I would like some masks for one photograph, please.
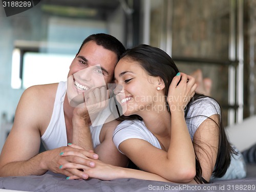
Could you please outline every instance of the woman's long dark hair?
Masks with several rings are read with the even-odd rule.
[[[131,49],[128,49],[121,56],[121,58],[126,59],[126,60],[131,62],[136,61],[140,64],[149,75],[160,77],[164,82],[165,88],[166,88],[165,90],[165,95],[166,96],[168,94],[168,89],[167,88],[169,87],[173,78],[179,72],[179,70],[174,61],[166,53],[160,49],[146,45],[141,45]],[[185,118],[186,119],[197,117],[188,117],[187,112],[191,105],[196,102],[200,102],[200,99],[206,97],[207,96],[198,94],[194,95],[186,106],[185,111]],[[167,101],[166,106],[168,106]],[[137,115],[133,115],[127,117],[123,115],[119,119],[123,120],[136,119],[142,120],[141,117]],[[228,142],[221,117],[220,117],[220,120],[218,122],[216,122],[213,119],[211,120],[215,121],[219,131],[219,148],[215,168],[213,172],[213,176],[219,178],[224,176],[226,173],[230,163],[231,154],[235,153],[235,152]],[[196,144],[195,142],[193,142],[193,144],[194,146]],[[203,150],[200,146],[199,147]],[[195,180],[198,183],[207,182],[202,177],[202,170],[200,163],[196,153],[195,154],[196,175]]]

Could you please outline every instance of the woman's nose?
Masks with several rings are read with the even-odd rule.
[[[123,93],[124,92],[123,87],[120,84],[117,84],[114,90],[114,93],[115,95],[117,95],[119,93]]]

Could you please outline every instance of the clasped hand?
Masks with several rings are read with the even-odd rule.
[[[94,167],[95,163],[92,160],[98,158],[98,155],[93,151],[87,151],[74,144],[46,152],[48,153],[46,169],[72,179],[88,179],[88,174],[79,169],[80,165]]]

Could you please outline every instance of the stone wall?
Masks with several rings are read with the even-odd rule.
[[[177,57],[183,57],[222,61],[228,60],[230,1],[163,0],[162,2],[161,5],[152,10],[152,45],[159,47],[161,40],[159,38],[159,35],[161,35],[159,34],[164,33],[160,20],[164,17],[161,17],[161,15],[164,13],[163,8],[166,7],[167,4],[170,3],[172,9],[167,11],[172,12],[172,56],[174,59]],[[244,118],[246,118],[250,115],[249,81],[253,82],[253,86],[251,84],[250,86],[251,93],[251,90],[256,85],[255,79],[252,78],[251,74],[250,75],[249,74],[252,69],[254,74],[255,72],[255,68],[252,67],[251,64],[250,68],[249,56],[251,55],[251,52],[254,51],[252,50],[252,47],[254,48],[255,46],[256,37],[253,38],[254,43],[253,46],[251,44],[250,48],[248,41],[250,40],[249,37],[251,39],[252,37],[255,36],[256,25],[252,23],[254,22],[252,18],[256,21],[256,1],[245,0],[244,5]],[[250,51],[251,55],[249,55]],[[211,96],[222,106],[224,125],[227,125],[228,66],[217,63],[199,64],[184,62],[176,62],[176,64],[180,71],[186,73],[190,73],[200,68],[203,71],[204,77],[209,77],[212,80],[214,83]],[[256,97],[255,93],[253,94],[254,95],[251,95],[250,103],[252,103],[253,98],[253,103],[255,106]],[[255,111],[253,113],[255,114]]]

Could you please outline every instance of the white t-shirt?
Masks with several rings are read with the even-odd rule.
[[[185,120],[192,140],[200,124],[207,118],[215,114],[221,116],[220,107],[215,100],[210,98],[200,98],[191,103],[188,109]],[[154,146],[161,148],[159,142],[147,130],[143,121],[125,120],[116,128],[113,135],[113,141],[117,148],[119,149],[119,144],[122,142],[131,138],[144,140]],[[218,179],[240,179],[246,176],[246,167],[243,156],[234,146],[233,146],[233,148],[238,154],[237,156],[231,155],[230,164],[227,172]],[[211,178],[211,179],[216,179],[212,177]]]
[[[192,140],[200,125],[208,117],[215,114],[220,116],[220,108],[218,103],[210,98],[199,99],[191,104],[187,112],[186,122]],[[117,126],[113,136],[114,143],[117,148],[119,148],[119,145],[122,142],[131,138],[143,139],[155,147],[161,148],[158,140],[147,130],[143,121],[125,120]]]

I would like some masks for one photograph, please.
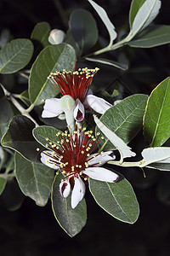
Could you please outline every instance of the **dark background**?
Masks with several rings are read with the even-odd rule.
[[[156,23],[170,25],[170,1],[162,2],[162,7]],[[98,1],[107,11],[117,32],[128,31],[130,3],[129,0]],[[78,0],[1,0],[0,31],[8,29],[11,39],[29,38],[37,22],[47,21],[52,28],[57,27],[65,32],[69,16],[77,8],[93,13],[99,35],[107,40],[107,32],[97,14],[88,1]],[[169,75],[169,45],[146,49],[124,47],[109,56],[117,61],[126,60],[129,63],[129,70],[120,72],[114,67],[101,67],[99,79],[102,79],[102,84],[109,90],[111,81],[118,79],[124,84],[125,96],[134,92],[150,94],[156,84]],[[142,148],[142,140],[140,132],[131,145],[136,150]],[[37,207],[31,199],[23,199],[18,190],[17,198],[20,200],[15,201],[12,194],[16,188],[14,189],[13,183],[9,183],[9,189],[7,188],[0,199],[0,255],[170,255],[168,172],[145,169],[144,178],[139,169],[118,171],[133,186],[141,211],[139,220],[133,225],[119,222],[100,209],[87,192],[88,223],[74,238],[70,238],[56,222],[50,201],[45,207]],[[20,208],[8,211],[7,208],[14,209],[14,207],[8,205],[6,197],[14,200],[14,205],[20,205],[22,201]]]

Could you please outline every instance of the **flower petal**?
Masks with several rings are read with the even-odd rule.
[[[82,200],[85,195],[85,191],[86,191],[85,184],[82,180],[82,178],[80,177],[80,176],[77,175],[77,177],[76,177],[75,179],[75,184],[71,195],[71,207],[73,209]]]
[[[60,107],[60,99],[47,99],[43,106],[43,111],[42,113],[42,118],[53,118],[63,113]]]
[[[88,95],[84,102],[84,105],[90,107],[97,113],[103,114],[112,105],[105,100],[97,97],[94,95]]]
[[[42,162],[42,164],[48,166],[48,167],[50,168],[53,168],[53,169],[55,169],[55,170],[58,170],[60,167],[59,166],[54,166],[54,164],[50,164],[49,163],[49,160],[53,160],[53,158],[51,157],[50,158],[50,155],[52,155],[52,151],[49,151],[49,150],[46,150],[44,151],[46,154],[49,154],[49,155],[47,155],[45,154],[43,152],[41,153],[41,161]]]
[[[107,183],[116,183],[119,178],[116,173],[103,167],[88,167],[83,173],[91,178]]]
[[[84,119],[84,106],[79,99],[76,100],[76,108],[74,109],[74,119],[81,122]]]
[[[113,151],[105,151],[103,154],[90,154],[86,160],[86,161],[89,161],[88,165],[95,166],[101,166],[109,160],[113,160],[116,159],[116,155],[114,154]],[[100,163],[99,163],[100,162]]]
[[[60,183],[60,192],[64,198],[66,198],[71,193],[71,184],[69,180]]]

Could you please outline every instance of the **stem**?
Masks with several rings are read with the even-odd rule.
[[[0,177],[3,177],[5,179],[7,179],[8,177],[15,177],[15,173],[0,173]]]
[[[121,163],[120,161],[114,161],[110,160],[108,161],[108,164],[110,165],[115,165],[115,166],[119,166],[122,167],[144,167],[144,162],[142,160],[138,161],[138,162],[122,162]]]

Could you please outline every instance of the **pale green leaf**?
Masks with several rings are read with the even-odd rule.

--------------------------------------------------

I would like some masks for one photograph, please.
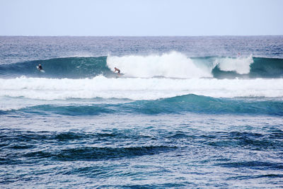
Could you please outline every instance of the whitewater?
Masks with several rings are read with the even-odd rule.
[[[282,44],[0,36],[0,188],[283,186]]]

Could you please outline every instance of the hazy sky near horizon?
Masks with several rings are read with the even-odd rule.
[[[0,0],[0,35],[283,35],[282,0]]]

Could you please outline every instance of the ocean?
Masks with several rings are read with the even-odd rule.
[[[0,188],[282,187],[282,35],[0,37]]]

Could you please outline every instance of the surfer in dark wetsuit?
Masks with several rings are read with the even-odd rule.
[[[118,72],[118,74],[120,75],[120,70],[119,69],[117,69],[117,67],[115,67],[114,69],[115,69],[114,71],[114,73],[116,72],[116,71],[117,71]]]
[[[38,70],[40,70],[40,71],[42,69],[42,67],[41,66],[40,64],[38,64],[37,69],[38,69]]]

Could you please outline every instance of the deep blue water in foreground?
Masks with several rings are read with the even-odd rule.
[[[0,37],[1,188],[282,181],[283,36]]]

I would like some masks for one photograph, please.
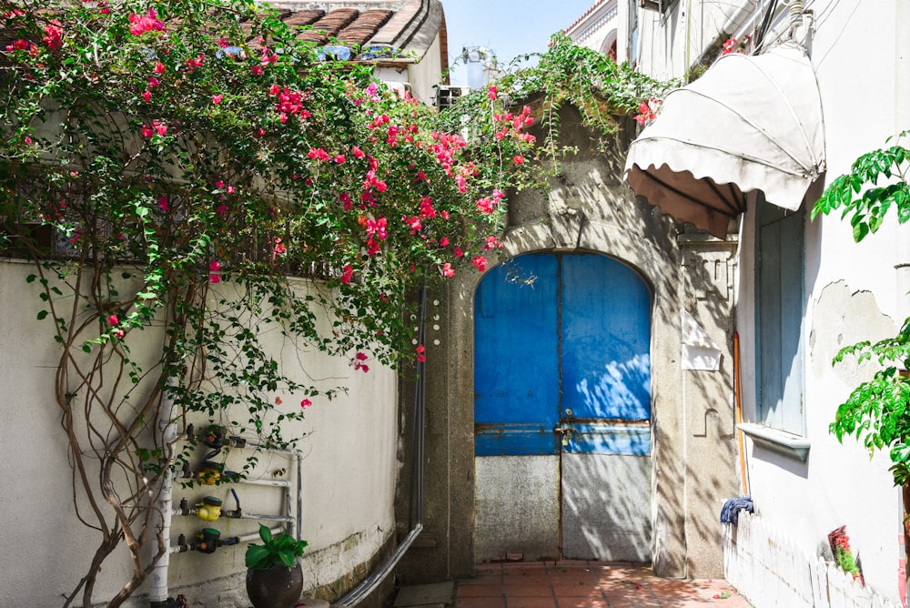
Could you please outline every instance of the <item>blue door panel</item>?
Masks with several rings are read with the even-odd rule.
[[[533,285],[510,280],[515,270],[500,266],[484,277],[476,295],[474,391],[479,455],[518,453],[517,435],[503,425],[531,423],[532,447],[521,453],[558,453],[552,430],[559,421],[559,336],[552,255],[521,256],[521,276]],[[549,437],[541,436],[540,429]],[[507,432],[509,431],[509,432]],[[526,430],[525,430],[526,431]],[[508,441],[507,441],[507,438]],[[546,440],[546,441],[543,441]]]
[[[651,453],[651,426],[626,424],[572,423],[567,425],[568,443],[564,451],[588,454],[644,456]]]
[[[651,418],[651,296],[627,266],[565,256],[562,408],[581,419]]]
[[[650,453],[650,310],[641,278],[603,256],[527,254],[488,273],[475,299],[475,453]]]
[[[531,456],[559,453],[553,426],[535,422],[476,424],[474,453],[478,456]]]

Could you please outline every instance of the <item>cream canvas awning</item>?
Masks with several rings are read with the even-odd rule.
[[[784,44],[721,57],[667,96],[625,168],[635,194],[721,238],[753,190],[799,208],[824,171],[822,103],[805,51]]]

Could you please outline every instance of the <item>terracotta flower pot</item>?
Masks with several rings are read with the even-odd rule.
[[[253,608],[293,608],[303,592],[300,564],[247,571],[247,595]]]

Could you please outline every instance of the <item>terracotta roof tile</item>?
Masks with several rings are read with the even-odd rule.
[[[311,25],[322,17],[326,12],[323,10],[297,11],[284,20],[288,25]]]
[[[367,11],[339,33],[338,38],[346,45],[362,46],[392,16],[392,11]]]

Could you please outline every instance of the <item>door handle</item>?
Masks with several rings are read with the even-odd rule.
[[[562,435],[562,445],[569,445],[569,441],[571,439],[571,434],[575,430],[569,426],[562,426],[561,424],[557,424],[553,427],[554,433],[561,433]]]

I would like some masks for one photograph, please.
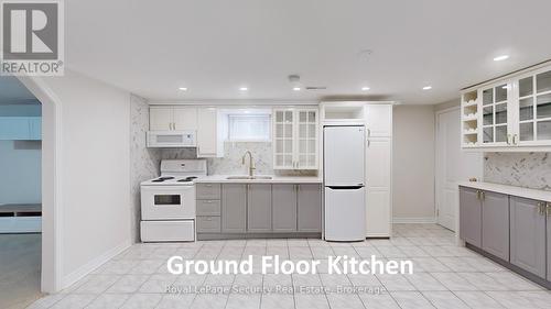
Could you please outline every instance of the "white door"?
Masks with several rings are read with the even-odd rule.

--------------------------------------------------

List every line from the items above that contains the word "terracotta", treating uppercase and lowercase as different.

Could you please outline every instance of the <item>terracotta flower pot</item>?
Could you please outline every instance of the <item>terracotta roof tile</item>?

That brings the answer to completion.